_PROBLEM DETAILS_
Beginning with the line containing "Note: in this practice we tag every instance of the harvested" and ending with the last line of the records, set down every line exactly.

_DATA SUPPLIED_
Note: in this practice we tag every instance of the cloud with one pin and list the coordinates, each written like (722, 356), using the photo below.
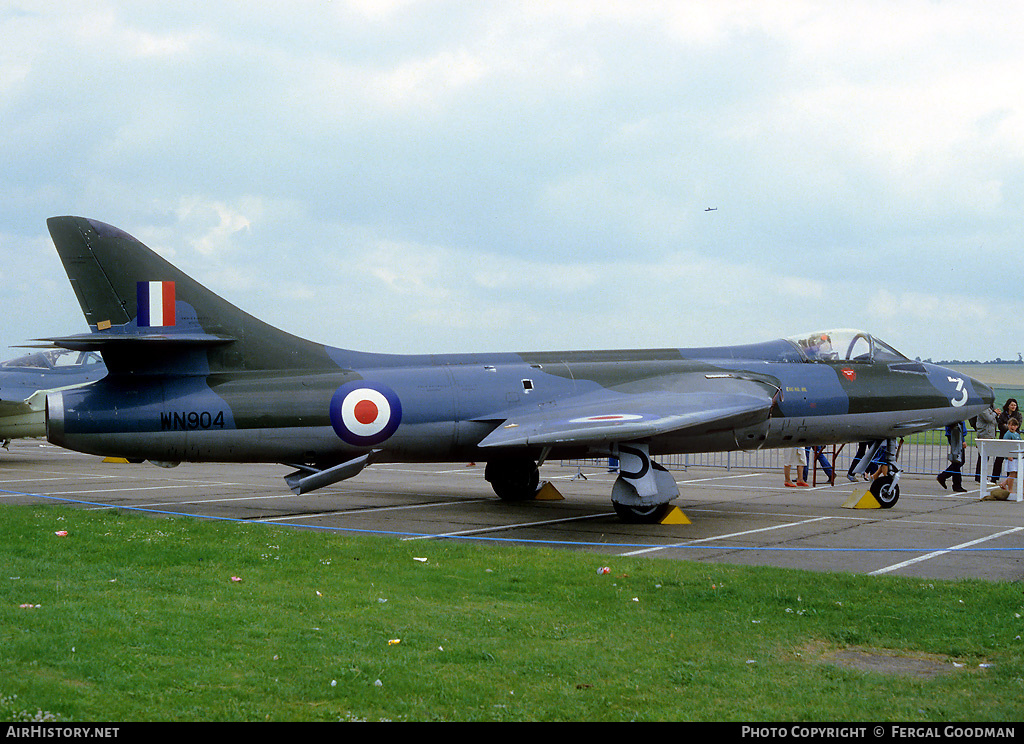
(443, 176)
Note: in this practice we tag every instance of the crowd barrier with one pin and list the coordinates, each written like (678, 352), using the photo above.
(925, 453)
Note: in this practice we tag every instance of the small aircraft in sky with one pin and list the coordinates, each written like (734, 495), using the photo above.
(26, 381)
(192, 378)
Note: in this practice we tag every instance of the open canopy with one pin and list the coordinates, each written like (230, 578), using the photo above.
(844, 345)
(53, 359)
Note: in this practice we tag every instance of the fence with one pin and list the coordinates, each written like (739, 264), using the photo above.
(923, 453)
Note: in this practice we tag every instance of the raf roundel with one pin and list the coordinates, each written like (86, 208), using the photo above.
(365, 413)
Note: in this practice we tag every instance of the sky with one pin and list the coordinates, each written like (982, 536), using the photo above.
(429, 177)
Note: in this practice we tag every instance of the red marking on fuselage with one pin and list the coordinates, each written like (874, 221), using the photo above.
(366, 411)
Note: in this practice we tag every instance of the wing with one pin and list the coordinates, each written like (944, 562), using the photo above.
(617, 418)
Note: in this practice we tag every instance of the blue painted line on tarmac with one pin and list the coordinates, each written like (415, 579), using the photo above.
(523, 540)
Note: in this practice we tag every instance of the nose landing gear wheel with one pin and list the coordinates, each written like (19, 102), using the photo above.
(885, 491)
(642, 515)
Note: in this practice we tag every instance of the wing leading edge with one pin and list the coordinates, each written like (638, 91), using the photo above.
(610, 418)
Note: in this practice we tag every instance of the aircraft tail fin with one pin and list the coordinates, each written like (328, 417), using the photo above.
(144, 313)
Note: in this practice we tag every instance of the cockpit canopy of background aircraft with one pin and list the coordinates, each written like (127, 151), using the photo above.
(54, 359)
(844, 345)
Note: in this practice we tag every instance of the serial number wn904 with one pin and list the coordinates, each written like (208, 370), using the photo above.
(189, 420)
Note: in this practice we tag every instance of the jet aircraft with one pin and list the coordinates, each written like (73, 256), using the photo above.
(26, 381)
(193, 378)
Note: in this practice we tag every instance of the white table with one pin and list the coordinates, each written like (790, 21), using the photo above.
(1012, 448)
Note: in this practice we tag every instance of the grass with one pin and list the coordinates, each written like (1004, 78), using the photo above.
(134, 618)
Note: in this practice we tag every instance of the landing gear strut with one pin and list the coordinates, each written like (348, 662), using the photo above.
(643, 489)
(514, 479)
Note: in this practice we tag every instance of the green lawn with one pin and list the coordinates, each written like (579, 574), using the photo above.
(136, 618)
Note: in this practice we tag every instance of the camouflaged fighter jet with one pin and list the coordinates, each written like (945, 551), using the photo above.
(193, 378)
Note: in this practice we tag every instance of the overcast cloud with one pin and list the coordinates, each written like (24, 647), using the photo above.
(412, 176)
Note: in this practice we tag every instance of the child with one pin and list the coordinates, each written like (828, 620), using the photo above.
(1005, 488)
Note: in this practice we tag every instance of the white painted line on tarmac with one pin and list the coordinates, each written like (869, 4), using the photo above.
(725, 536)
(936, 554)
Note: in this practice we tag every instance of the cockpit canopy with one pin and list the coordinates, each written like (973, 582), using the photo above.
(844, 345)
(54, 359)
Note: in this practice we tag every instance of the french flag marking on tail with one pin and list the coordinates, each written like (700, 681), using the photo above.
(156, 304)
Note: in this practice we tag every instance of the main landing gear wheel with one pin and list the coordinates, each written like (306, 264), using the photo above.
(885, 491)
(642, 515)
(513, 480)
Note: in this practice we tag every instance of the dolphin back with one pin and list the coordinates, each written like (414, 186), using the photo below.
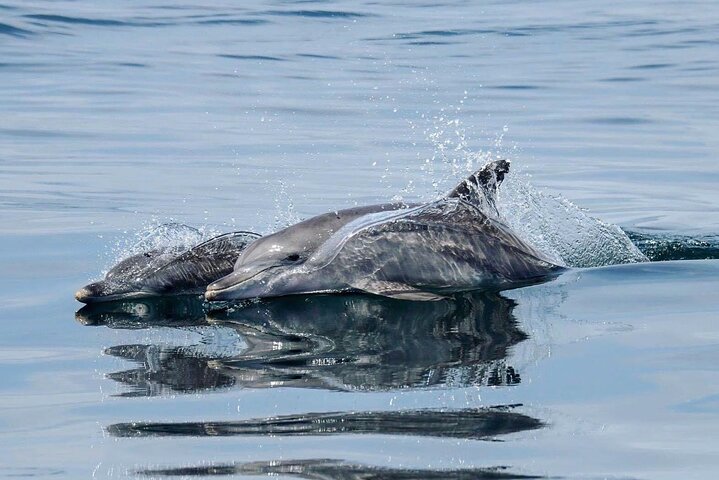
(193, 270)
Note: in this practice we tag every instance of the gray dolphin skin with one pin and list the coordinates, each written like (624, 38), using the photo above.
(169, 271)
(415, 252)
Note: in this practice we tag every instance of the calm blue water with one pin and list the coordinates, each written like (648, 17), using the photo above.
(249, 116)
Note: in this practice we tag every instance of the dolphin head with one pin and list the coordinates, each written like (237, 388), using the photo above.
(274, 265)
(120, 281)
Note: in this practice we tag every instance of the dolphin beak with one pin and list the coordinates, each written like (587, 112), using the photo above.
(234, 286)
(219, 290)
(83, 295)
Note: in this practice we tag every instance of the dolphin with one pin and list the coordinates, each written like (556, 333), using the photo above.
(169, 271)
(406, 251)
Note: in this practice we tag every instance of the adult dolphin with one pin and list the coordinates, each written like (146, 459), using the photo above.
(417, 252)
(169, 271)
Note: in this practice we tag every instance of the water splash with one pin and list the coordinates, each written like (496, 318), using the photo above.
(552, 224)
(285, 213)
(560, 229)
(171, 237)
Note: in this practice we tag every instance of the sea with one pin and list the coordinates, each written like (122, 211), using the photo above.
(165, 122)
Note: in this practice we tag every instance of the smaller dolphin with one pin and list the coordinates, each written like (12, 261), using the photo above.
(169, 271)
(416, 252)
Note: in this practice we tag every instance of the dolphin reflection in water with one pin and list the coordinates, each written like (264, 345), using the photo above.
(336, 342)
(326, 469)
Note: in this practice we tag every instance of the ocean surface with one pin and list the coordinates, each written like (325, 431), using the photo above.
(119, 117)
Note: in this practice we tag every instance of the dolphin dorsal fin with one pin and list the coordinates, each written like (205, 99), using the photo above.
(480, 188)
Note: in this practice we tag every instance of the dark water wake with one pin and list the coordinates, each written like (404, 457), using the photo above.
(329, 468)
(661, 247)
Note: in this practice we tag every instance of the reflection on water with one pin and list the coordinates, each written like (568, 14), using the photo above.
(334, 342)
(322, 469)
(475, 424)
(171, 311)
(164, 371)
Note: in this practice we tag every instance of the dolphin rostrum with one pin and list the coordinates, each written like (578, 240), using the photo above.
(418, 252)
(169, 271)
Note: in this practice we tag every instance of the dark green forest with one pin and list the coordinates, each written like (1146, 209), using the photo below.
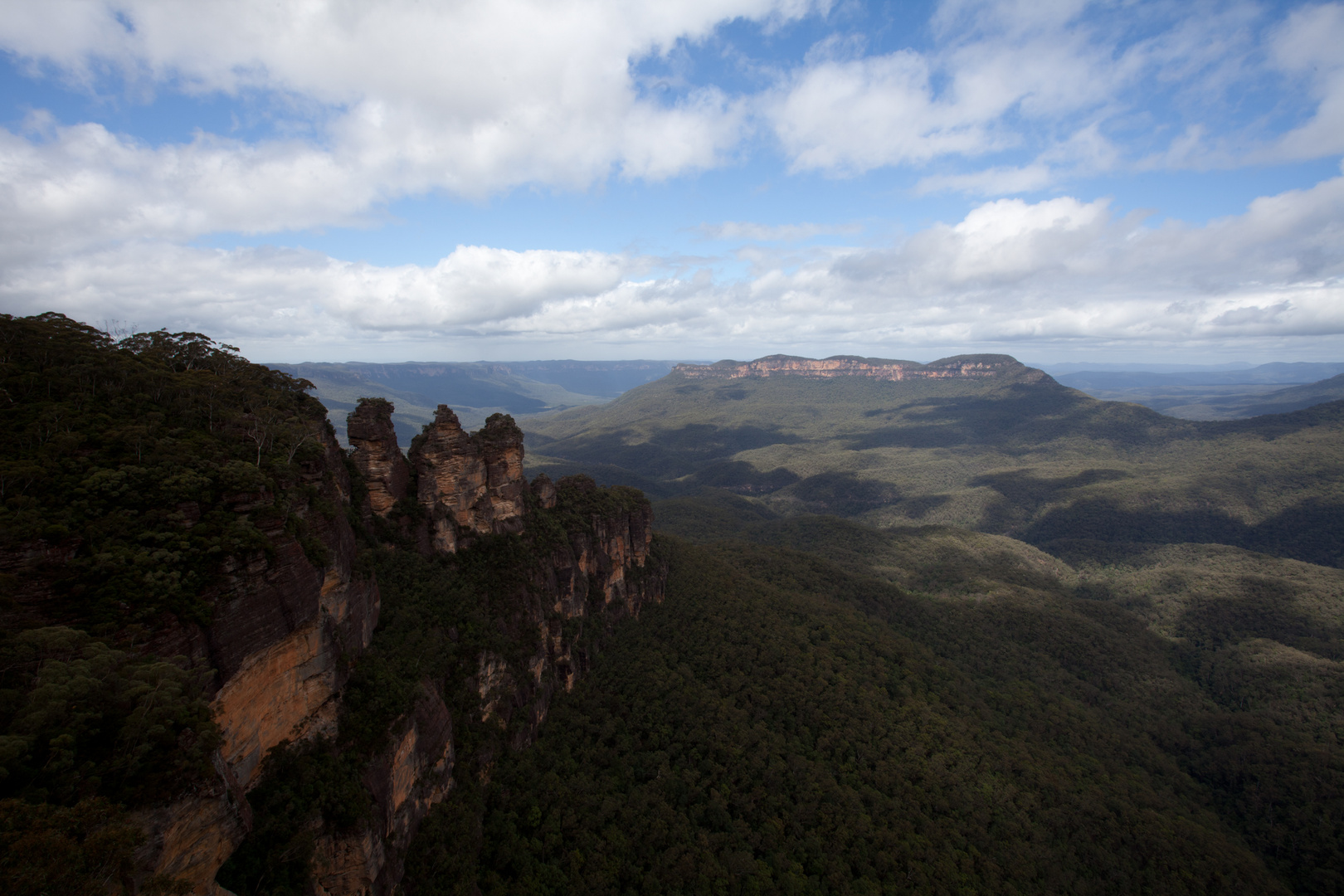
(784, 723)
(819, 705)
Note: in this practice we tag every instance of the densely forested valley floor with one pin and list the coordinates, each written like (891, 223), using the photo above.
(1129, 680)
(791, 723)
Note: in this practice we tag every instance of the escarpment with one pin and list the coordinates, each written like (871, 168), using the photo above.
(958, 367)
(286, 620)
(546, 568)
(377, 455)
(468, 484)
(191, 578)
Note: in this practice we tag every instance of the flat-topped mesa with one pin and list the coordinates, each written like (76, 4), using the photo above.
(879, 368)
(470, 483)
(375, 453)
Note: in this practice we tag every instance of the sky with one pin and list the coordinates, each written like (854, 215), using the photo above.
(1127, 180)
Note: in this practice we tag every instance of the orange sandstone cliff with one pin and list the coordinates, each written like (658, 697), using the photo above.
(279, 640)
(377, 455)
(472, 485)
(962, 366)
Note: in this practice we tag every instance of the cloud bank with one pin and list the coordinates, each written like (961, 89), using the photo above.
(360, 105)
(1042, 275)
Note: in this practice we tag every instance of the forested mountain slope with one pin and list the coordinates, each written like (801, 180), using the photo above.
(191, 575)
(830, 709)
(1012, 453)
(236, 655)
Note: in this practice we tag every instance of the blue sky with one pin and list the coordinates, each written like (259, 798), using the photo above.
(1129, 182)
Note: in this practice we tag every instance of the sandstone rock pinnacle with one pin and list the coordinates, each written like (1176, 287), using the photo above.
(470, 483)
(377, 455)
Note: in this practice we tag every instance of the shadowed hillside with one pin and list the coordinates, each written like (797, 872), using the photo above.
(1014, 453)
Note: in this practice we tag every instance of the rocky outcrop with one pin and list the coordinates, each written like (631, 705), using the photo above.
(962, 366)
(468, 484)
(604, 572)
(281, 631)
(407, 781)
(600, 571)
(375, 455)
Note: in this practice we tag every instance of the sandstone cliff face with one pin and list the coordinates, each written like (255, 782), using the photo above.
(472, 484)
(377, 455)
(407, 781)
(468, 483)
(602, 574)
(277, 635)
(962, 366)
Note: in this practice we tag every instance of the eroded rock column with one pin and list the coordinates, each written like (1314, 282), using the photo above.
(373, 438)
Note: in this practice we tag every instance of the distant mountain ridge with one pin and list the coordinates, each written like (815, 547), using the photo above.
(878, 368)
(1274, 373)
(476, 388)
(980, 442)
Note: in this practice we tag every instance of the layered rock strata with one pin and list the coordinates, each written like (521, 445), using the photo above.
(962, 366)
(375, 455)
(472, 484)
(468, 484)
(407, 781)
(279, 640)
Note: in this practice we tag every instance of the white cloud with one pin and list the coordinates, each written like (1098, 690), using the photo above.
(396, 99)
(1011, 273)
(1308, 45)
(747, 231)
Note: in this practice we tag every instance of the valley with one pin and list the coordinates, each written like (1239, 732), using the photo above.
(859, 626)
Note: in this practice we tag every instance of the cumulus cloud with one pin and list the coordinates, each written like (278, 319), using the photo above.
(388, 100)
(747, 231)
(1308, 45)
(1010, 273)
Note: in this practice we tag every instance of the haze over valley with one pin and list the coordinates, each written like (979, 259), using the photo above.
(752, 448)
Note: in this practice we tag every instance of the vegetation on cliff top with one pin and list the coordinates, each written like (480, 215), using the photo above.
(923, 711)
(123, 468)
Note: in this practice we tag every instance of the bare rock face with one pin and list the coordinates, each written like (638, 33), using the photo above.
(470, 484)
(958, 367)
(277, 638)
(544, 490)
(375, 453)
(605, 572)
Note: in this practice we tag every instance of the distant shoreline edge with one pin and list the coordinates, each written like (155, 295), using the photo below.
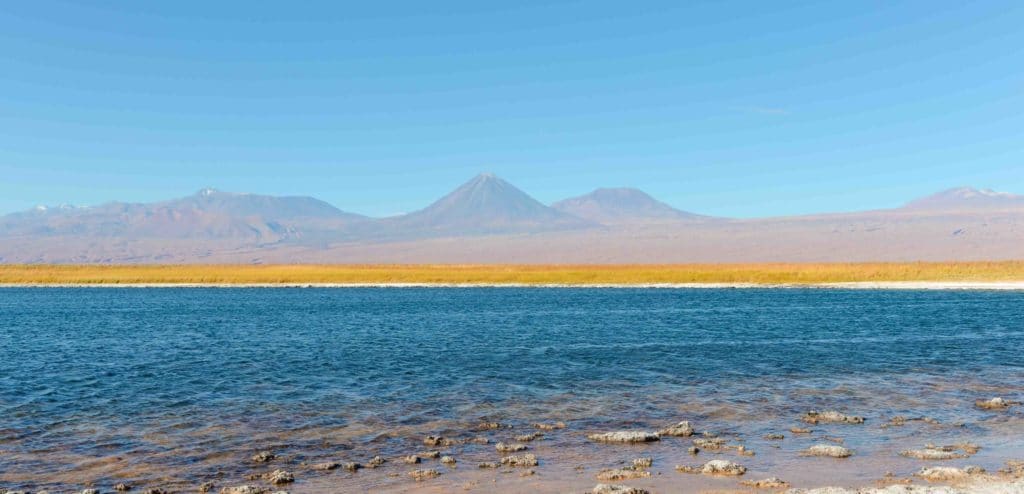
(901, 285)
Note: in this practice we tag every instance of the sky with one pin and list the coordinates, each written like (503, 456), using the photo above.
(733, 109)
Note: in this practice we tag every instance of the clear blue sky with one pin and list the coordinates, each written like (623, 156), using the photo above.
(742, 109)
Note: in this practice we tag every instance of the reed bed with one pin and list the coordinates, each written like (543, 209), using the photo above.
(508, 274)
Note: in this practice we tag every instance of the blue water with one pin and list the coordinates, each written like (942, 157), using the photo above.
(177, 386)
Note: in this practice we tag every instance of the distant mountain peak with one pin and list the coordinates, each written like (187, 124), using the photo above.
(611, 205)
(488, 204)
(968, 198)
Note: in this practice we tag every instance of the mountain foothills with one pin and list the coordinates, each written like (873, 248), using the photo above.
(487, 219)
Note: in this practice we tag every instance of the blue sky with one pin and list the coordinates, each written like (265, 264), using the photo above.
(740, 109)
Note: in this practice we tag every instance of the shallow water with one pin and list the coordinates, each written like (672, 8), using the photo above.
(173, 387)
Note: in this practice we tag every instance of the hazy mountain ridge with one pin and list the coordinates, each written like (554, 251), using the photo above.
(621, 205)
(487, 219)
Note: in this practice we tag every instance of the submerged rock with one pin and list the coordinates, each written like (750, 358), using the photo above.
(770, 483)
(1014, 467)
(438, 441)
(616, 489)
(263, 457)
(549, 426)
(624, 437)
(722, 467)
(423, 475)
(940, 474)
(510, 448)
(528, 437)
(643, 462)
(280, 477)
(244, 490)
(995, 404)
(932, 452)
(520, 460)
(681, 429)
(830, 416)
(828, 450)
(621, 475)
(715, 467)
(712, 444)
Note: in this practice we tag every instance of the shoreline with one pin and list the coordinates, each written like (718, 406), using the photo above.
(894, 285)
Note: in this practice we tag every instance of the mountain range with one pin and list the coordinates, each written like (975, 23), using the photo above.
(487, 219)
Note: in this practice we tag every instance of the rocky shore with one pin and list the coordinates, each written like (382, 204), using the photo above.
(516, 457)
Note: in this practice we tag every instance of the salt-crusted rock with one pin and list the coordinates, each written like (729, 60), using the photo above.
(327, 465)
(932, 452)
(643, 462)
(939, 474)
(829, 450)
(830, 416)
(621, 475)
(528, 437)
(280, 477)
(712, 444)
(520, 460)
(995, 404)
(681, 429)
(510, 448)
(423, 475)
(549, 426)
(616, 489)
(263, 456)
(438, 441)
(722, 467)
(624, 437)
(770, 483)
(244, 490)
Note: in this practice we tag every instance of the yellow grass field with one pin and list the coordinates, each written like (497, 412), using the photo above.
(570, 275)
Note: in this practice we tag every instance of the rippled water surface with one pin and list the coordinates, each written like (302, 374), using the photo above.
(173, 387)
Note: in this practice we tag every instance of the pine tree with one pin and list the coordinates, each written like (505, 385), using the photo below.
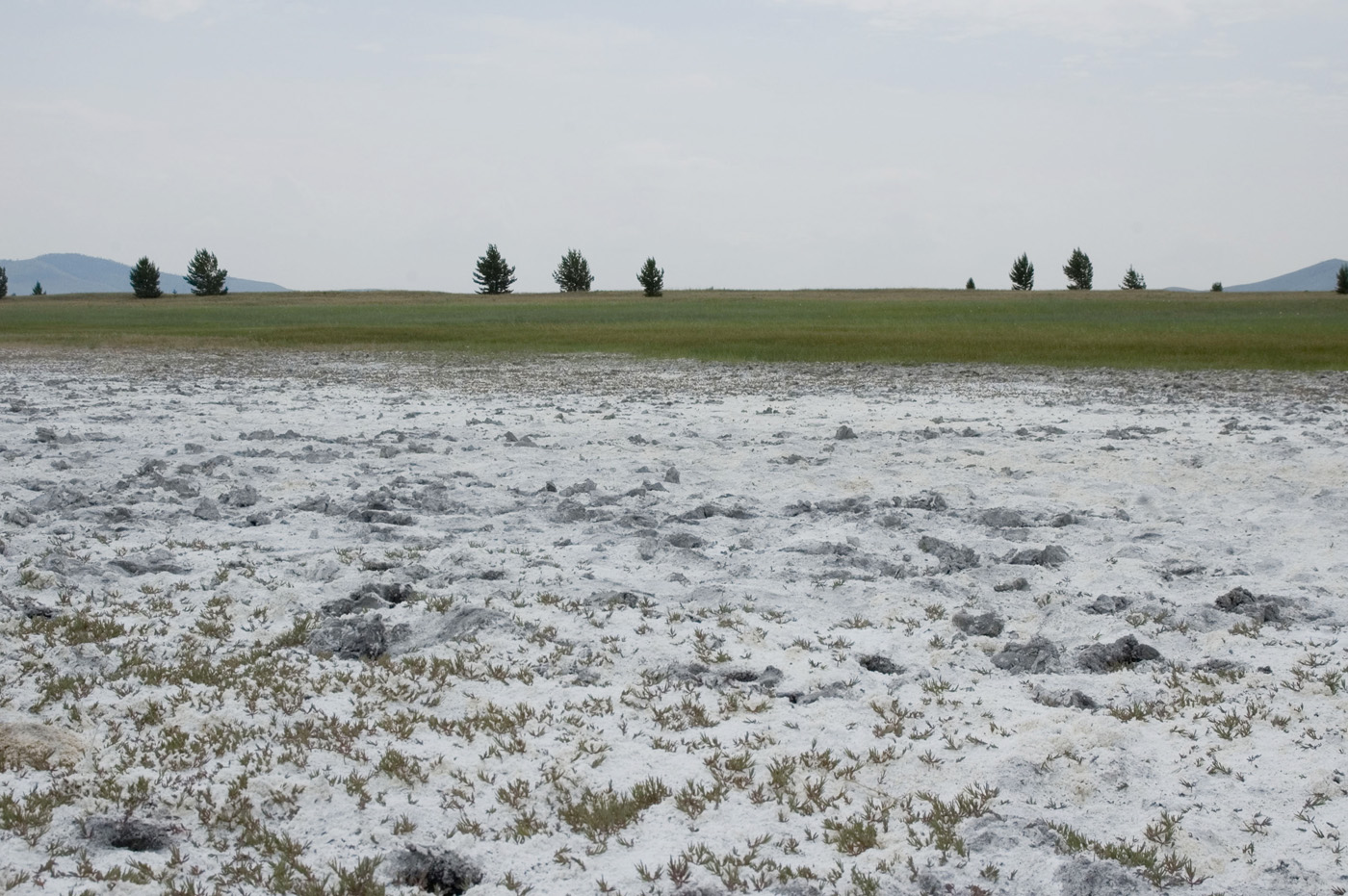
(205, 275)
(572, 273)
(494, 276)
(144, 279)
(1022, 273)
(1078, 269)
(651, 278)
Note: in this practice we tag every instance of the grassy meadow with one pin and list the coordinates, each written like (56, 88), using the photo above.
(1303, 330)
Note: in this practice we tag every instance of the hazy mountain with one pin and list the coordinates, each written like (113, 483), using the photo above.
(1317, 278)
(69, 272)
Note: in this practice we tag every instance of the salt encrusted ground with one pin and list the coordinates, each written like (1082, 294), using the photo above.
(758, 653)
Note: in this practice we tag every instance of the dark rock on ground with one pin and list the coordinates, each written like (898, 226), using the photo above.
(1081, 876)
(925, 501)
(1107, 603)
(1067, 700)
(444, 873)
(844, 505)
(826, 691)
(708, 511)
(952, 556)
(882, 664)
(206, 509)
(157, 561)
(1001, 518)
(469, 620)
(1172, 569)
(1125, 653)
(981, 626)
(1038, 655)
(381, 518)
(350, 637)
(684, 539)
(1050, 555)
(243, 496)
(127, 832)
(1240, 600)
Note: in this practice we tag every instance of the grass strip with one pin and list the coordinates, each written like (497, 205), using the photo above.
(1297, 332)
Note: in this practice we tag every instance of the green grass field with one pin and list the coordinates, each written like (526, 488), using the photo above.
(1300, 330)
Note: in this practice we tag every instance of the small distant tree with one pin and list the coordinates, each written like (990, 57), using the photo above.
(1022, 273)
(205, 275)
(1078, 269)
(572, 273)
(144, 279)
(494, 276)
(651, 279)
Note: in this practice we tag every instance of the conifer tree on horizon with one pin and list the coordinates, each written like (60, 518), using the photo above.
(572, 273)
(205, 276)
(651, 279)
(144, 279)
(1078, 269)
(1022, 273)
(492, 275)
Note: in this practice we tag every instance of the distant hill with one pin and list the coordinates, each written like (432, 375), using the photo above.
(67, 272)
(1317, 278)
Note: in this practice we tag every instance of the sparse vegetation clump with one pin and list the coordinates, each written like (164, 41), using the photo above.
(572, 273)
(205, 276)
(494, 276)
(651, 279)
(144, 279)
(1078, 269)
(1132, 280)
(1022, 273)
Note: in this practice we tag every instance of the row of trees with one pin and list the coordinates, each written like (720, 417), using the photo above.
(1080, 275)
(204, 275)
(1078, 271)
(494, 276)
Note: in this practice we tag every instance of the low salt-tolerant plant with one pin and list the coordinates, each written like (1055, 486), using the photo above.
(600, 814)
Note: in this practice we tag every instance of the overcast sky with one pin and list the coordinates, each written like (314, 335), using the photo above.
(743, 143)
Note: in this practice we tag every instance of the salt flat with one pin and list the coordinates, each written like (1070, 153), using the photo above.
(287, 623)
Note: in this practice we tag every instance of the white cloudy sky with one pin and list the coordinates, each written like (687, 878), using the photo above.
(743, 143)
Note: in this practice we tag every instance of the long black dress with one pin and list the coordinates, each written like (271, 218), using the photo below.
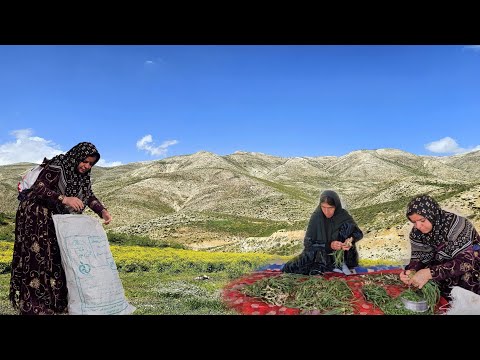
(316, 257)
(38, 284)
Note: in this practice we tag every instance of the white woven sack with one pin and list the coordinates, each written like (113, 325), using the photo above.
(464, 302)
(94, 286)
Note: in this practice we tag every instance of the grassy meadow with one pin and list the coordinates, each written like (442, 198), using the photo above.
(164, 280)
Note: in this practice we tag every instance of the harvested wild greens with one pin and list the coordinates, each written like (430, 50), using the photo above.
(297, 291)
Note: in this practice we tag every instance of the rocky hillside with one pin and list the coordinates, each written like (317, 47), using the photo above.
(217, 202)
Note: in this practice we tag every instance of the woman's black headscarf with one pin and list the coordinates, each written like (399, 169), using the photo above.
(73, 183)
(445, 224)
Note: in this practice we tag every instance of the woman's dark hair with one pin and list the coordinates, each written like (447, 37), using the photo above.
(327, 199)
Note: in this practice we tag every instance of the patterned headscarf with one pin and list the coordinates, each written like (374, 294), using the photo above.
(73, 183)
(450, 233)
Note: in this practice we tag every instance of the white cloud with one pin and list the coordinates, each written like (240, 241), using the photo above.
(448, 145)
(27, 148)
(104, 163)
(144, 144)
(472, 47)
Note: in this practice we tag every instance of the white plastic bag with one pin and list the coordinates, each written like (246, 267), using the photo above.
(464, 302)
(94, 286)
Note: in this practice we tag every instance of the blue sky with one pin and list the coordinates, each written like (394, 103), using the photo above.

_RESULT_
Note: in this practice we tag every instance of the harvested wild greens with one pin and list the coordinates, each written like (430, 50), using the photo above.
(297, 291)
Note: in this practice we tag every instance of the rocky hillside with one pin and list the coordinates, each written like (317, 47), using the photo above.
(217, 202)
Note: in this practice we tag every instance of the woman's black headscarf with one pin and list the coordinates, each written like (399, 169), using the photo above.
(73, 183)
(445, 224)
Note: in this practice we tag every instance of the woman's dark hair with one pin and list the coordinates, each written like (447, 37), using the photo above.
(327, 199)
Note: in this practice we tag every instance of the patterned headscarf with one pin and list the coordinates, each written like (374, 294), using the photo above.
(73, 183)
(450, 233)
Note: in this practice we tag every instance of the white cloud with one pin and list the coordinates, each written like (240, 241), using the photo above.
(448, 145)
(27, 148)
(104, 163)
(144, 144)
(472, 47)
Note: in this practice we tag every instance of the white plastic bag with one pin and list the coordinates, each written like (246, 267), using the photo above.
(464, 302)
(94, 286)
Note: in this practice we tag every instance of the blue sky with one pin and list the coordinates, each written like (394, 103), using the photo above.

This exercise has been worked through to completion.